In the entries that follow, find every line containing "flower" and copy it.
___
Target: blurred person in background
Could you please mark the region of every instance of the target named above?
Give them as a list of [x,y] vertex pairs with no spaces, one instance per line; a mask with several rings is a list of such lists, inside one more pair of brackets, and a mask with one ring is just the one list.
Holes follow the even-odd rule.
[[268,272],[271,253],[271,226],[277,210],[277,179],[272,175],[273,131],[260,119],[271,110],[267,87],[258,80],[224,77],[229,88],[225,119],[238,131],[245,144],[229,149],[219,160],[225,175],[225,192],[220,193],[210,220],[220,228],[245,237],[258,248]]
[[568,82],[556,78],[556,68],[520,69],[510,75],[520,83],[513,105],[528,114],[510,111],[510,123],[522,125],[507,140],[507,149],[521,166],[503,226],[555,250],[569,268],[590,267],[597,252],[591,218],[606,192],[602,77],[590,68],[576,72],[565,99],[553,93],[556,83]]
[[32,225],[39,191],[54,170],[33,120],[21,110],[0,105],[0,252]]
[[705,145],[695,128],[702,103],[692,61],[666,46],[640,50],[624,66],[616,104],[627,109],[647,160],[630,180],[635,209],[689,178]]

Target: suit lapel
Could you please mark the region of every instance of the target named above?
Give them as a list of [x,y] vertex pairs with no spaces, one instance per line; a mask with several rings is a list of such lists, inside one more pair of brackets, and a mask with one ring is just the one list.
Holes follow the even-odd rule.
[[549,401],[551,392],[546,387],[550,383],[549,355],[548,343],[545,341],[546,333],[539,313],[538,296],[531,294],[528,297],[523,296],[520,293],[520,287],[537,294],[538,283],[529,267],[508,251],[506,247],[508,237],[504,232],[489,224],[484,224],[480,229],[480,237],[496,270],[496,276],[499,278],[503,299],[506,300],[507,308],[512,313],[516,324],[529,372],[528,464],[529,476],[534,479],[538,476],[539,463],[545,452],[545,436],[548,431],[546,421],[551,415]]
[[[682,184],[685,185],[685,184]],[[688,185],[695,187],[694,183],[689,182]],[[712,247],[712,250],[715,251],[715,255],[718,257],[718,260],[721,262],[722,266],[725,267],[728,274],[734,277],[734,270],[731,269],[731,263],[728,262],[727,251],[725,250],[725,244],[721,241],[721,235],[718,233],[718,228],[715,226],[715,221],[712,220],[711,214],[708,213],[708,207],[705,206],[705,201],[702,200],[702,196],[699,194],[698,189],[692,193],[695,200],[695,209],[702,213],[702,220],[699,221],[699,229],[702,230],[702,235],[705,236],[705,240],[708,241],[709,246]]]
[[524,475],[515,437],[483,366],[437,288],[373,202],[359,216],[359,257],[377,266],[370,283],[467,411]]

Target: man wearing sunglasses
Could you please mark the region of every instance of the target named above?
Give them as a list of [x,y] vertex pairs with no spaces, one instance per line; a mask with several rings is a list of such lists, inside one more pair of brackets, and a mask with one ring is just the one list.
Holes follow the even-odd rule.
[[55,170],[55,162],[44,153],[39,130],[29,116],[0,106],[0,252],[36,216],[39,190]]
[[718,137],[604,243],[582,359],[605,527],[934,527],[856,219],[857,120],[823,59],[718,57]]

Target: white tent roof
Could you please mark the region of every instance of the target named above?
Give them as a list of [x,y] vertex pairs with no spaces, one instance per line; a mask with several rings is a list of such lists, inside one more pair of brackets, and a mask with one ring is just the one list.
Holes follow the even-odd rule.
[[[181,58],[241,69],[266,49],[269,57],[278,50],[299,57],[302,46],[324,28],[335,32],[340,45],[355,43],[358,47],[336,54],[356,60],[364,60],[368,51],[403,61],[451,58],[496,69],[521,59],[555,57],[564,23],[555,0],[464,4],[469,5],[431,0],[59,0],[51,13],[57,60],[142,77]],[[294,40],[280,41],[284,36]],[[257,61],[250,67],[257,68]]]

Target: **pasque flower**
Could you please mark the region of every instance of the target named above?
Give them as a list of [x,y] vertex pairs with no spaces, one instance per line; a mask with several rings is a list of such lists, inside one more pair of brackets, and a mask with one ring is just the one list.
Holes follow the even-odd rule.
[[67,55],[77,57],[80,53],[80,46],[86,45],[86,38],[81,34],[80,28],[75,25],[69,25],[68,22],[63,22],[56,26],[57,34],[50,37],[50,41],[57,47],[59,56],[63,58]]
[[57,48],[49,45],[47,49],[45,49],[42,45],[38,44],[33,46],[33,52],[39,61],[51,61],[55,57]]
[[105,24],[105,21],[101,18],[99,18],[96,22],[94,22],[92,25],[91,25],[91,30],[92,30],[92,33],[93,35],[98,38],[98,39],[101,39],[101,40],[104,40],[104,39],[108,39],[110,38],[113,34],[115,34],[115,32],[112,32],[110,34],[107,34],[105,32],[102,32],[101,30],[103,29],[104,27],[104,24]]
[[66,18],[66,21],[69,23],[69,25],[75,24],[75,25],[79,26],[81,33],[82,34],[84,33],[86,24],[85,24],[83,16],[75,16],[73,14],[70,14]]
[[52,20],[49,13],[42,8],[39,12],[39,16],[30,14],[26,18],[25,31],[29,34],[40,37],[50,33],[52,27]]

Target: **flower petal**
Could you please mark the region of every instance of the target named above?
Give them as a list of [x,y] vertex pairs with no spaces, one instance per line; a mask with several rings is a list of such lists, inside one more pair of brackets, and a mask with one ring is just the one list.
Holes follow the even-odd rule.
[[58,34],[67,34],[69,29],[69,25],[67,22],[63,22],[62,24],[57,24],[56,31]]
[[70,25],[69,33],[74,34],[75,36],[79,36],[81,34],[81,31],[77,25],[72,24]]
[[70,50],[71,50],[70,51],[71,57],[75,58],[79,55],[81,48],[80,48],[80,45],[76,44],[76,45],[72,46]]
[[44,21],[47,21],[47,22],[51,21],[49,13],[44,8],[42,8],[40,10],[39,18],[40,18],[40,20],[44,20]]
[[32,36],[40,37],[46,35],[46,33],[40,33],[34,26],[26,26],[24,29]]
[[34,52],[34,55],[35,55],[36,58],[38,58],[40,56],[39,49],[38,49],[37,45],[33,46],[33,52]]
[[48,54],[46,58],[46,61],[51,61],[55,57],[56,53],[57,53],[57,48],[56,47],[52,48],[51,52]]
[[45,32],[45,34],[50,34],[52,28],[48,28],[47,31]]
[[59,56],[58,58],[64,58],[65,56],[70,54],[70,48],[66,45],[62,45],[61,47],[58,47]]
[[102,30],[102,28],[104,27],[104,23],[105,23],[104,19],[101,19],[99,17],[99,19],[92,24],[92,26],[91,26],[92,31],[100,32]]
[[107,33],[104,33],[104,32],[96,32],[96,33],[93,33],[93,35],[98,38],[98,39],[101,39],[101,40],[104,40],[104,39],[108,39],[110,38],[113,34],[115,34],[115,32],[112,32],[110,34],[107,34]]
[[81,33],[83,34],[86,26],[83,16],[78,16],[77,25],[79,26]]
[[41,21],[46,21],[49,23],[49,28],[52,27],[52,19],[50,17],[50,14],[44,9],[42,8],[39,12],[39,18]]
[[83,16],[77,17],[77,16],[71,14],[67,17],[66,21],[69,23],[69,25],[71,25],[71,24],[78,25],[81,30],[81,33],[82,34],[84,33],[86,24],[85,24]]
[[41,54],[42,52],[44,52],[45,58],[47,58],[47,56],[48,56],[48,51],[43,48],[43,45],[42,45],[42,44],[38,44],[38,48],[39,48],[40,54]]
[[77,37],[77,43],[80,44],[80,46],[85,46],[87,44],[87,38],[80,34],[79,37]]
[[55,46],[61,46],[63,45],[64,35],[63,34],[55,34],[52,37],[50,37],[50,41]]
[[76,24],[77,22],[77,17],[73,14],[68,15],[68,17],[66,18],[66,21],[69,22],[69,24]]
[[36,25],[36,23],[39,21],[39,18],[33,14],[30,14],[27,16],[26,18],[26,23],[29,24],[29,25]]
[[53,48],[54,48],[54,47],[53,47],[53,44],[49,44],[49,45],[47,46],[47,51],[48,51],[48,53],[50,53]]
___
## Task answer
Target: **pasque flower**
Target: **flower petal**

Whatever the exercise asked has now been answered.